» Passage to read:
━━━━━━━━━━━━━━━━

# bar spacing question???



## ratgoddess

hey everyone!!!!
i am just wondering about the bar spacing of a cage i plan on purchasing. it is 2.5cm between the bars or 1 inch!!! i realise this is too big for babies but is it too big for older rats? ???
thanks!!!


----------



## js6stone

My girls are half grown and have bars with 1 inch spacing. I've seen them stick their heads through so I know they can get out. But they haven't. One night I set a plate outside of their cage with 6 little pieces of chicken lined up. I figured I'd find out if maybe they were coming out but going back in. The chicken wasn't touched.


----------



## Stace87

For most fully grown females 1 inch bar spacing will be too large. You may still have problems with any particularly small males. You could always mesh a cage if needed, but I'd get a cage that's suitable for rats of all ages.


----------



## kerma

If the rat's head gets through the bar spacing, the rest of the body will follow. It kinda depends on your rats if they are little bulldozers or not  I think that the biggest usually-rat-proof bar spacing is 2 x 2 cm. I would not go over that. I prefer something around 1-1,5 cm


----------



## rongallnt

Why than is there so many photos on this site will non meshed rats? I was trying so hard to find a critter nation around town. No go, online only. I want to try a critter nation as my two males have outgrown their cage.
So confusing.


----------



## Stace87

rongallnt said:


> Why than is there so many photos on this site will non meshed rats? I was trying so hard to find a critter nation around town. No go, online only. I want to try a critter nation as my two males have outgrown their cage.
> So confusing.


A Critter Nation IS suitable for rats of all ages.... are you thinking of a Ferret Nation? Perhaps you're getting them muddled up? Ferret Nations may need to be meshed as I think they have 1 inch bar spacing.


----------



## this_wallflower

I have a bar spacing question too so I hope you don't mind me barging in.

I picked up a cage for the babies today, and stuck them in it without any toys or anything to see if they could get out.

They can fit their heads up to their eyes through the bars but I don't think beyond that. Would they keep pushing and squeezing do you think? 

I'm not sold on the cage...I might be returning it, but I'm going to see what it looks like mostly set up tomorrow.


----------



## abazoo

this_wallflower said:


> I have a bar spacing question too so I hope you don't mind me barging in.
> 
> I picked up a cage for the babies today, and stuck them in it without any toys or anything to see if they could get out.
> 
> They can fit their heads up to their eyes through the bars but I don't think beyond that. Would they keep pushing and squeezing do you think?
> 
> I'm not sold on the cage...I might be returning it, but I'm going to see what it looks like mostly set up tomorrow.



My Girls were about at that point when I put them in a 7/8" spaced cage.... I just gently pushed their noses back in and snaped my fingers (which they were already trained was a corection sound) and they never did it again.

━━━━━━━━━━━━━━━━

» Supplied material:
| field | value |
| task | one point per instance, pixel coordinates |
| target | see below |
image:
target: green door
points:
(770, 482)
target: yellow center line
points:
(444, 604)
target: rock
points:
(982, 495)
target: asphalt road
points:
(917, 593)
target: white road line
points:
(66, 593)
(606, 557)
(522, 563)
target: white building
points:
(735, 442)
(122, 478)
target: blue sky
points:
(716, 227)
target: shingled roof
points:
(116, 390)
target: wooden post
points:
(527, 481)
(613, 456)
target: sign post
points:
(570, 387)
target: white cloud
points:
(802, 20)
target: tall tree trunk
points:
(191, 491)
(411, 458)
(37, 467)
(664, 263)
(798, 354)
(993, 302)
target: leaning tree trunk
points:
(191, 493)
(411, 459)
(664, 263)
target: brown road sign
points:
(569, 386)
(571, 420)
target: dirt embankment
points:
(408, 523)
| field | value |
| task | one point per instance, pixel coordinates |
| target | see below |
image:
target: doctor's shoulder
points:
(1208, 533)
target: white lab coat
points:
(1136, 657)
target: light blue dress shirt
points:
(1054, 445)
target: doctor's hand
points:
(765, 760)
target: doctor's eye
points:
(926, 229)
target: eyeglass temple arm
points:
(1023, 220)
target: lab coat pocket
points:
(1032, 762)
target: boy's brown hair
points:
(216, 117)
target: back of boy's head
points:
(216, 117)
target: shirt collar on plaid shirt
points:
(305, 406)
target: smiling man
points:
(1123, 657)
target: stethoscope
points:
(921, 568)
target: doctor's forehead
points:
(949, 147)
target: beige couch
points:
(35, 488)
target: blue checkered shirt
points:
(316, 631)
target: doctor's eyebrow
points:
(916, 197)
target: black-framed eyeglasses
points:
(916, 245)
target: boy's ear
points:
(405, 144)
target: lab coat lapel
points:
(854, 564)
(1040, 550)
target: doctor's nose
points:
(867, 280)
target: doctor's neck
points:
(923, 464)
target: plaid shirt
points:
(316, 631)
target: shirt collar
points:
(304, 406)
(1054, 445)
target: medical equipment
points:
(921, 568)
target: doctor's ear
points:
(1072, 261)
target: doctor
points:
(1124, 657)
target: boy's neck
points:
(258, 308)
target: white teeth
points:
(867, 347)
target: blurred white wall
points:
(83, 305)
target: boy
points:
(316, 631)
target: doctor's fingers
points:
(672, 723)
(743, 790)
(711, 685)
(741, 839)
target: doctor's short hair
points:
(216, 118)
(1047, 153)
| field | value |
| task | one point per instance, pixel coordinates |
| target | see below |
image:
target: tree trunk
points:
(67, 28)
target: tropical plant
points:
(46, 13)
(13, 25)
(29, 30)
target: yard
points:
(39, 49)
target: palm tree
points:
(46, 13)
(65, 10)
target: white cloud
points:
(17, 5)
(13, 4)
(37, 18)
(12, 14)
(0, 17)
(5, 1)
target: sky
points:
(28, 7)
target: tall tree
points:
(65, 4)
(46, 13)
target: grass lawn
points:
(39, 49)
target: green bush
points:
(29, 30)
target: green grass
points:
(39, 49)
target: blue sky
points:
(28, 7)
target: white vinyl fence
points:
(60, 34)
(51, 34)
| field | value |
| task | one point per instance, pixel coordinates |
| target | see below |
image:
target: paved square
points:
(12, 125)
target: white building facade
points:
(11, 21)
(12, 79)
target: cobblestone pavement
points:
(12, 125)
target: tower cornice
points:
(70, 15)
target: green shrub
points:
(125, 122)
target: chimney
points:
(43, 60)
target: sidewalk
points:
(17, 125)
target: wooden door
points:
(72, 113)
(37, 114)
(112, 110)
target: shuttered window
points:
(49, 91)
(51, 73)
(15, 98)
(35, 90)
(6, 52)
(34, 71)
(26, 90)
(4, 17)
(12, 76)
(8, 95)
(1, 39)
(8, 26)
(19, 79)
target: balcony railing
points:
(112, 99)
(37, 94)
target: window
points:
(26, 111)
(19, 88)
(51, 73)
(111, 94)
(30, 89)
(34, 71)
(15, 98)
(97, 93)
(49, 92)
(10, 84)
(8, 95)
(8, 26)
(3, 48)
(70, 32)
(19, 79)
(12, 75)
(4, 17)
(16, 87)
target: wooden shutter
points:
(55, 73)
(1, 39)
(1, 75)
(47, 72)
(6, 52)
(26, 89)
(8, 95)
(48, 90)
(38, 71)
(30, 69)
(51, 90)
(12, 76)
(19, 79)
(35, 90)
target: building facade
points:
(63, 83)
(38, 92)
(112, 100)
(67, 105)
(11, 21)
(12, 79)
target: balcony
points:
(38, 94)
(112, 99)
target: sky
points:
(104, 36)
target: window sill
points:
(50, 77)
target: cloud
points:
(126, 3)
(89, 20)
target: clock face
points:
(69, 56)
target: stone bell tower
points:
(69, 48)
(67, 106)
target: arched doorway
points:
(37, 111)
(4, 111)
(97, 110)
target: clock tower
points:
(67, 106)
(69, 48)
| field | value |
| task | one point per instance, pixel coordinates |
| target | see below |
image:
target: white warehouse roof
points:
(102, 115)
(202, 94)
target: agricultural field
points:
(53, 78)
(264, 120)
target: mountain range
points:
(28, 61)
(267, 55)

━━━━━━━━━━━━━━━━

» Required task 1: Decide whether each statement agrees with the thread on rat cage bar spacing, answering yes or no and quoting the deciding words from the thread. (a) Stace87 says a Critter Nation is suitable for rats of all ages. (b) kerma prefers bar spacing of 2 x 2 cm. (c) The chicken js6stone set outside the cage was eaten.
» Required task 2: Write the next post in the thread on rat cage bar spacing, picking up after its final message.
The listing above is separate from the thread on rat cage bar spacing.

» Answer 1:
(a) Yes: "A Critter Nation IS suitable for rats of all ages"
(b) No: "I prefer something around 1-1,5 cm"
(c) No: "The chicken wasn't touched."

» Answer 2:
----------



## this_wallflower

I actually decided it against it anyways, and returned it. The bar spacing was something I could have probably lived with (keep the cage in a locked ratproof area for a few nights and make sure they aren't getting out) but the cage construction was shoddy.

Thanks! I am not sure I'll be able to get ideal bar spacing so its good to know they can be corrected.


----------



## Stace87

this_wallflower said:


> Thanks! I am not sure I'll be able to get ideal bar spacing so its good to know they can be corrected.


You shouldn't have an issue finding a cage suitable for rats of all ages. I wouldn't bank on correcting them working in a cage where the bar spacing is too large ... if they want to get out and wander they will.


----------



## Sprout_and_Elsa

Stace87 said:


> A Critter Nation IS suitable for rats of all ages.... are you thinking of a Ferret Nation? Perhaps you're getting them muddled up? Ferret Nations may need to be meshed as I think they have 1 inch bar spacing.


Hi! I bought a Ferret Nation, not knowing it was different, and have 2 boys. Will they be able to go through? If so, how do i stop them?


----------



## LT_2022

Sprout_and_Elsa said:


> Hi! I bought a Ferret Nation, not knowing it was different, and have 2 boys. Will they be able to go through? If so, how do i stop them?



FYI you just responded to a thread that was started 13 years ago It's better to start a new thread than to resurrect an old one.

Can you return the Ferret Nation if it's unused? If not, you can try covering the entire cage with hardware cloth to keep the rats from squeezing out between the bars. There's a good video here on how to do that:


----------



## CorbinDallasMyMan

Sprout_and_Elsa said:


> Hi! I bought a Ferret Nation, not knowing it was different, and have 2 boys. Will they be able to go through? If so, how do i stop them?


If your boys are fully grown, it's unlikely that they'll be able to squeeze between the bars but if/when you get new babies, they will probably be able to escape.


----------



## Sprout_and_Elsa

LT_2022 said:


> FYI you just responded to a thread that was started 13 years ago It's better to start a new thread than to resurrect an old one.
> 
> Can you return the Ferret Nation if it's unused? If not, you can try covering the entire cage with hardware cloth to keep the rats from squeezing out between the bars. There's a good video here on how to do that:


sorry, i didnt realize. I can't return it, as i bought it on next door. I think we are going to buy chicken wire, and wrap it around.


----------



## LT_2022

This thread on another forum says that rats can squeeze out through chicken wire: Is chicken wire okay to use for a homemade rat cage?

Chicken wire wrapped around a Ferret Nation might be ok though. You'd have to make sure the cage bars are in between the open spaces of the chicken wire "holes" to keep a determined rat from escaping.

__
https://www.reddit.com/r/RATS/comments/2n6d06/_/cmara70

Hardware cloth is a more secure option to use.


----------



## CorbinDallasMyMan

Yep, hardware cloth is wire welded in a square grid pattern. That's what you want. Chicken wire is wire that is twisted together in a more hexagonal pattern. That's not what you want.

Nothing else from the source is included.